**本文**
* * *
自動車保険(任意保険)の契約状況は、インターネットのとある情報によりますと、70数%程度との事です。
また、当事務所での相談内容からしますと、5%程度の方が自動車保険(任意保険)無保険の加害者の被害に遭われているようで、中には、自賠責保険も契約期間切れという完全な無保険車であるという困った事案も見受けられます。
(なお、自賠責保険の有効期間が切れている自動車を運転すると、刑事罰として、1年以下の懲役、または50万円以下の罰金刑が科される可能性があり、行政罰として、違反点数6点、一発免停になる可能性があります。)
無保険車との交通事故は是が非でも避けたいものですが、これを予期して避けることは不可能でしょうから、ご自身の自動車保険でご準備していただくことが必要となります。以下の記事をご参考ください。
このページの目次
人身損害(人身事故)について
無保険車傷害補償保険(特約)への請求
無保険車傷害保険(特約)とは、保険契約の無い自動車(バイク)事故の被害に遭い、死亡ないし後遺障害が残存した場合に利用できる保険で、交通事故の被害に遭われた方自身またはそのご家族の契約している自動車保険(任意)に付帯されている特約(オプション)のことをいいます。
* * *
**小問 1**
本文をもとに、次の問いに答えてください。
(a) 自動車保険(任意保険)の契約状況は、どの程度とされていますか。
(b) 事務所での相談内容からすると、任意保険無保険の加害者の被害に遭っている人はどの程度ですか。
(c) 自賠責保険の有効期間が切れた自動車を運転した場合、行政罰として何が科される可能性がありますか。
**小問 2**
本文のうち「(なお、自賠責保険の有効期間が切れている」で始まる段落を、主な事実を残して箇条書きにまとめてください。
**小問 3**
次の各文が本文の内容と合っているかを「はい」か「いいえ」で答え、判断の根拠となる本文の語句をそのまま引用してください。
(a) 無保険車との交通事故は、予期すれば避けることができる。
(b) 無保険車傷害保険(特約)は、死亡または後遺障害が残った場合に利用できる。
(c) 相談事案の中には、自賠責保険も切れている完全な無保険車のものもある。
この後の行は、本文とは別の出典から取ったものです。

**データ抜粋**
* * *
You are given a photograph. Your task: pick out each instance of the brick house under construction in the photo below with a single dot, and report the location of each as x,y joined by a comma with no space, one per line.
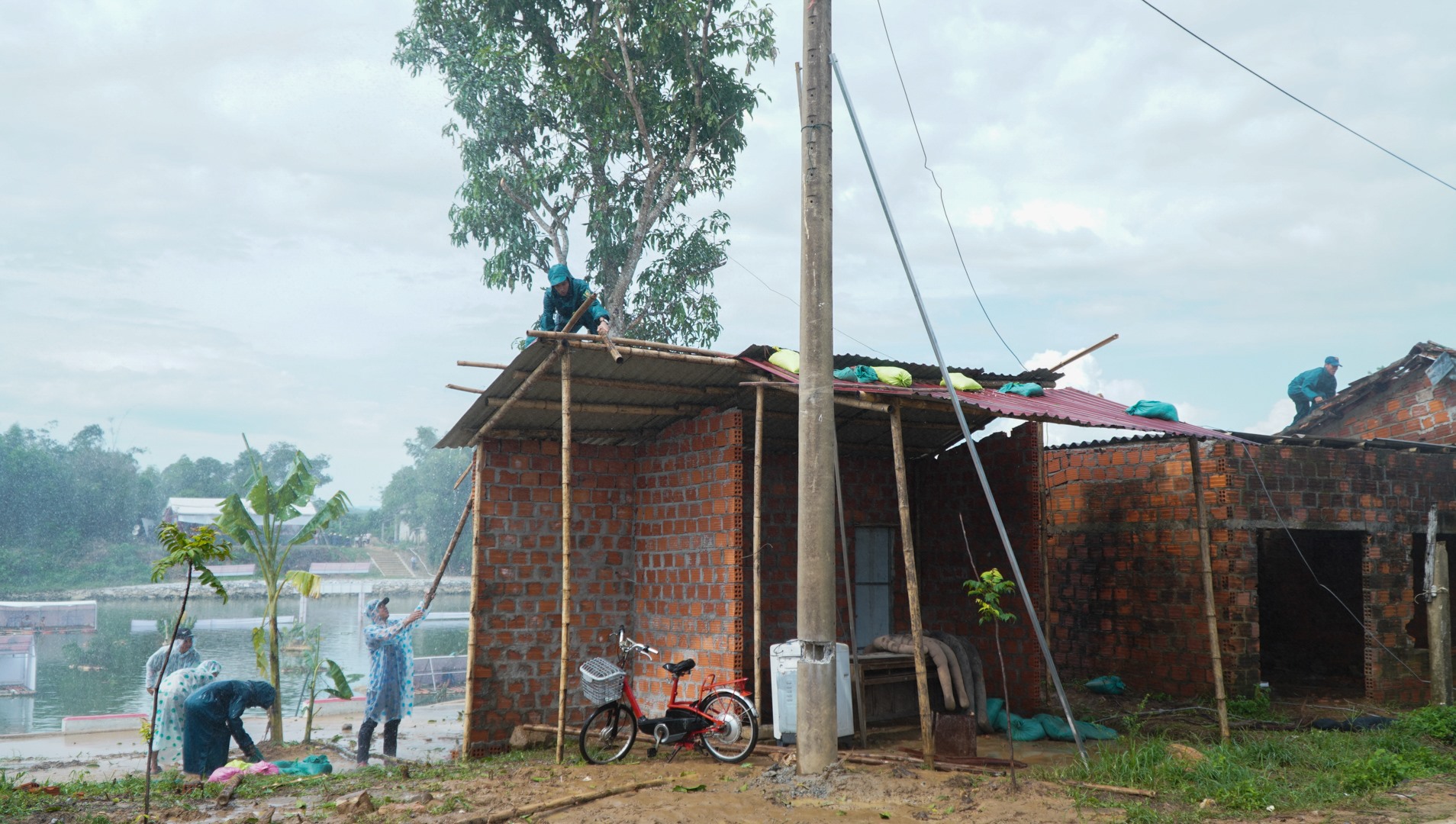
663,460
1318,540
* * *
**解答 1**
(a) 70数%程度
(b) 5%程度
(c) 違反点数6点、一発免停

**解答 2**
- 対象：自賠責保険の有効期間が切れた自動車の運転
- 刑事罰：1年以下の懲役、または50万円以下の罰金刑の可能性
- 行政罰：違反点数6点、一発免停の可能性

**解答 3**
(a) いいえ：「これを予期して避けることは不可能でしょうから」
(b) はい：「死亡ないし後遺障害が残存した場合に利用できる保険」
(c) はい：「自賠責保険も契約期間切れという完全な無保険車であるという困った事案も見受けられます」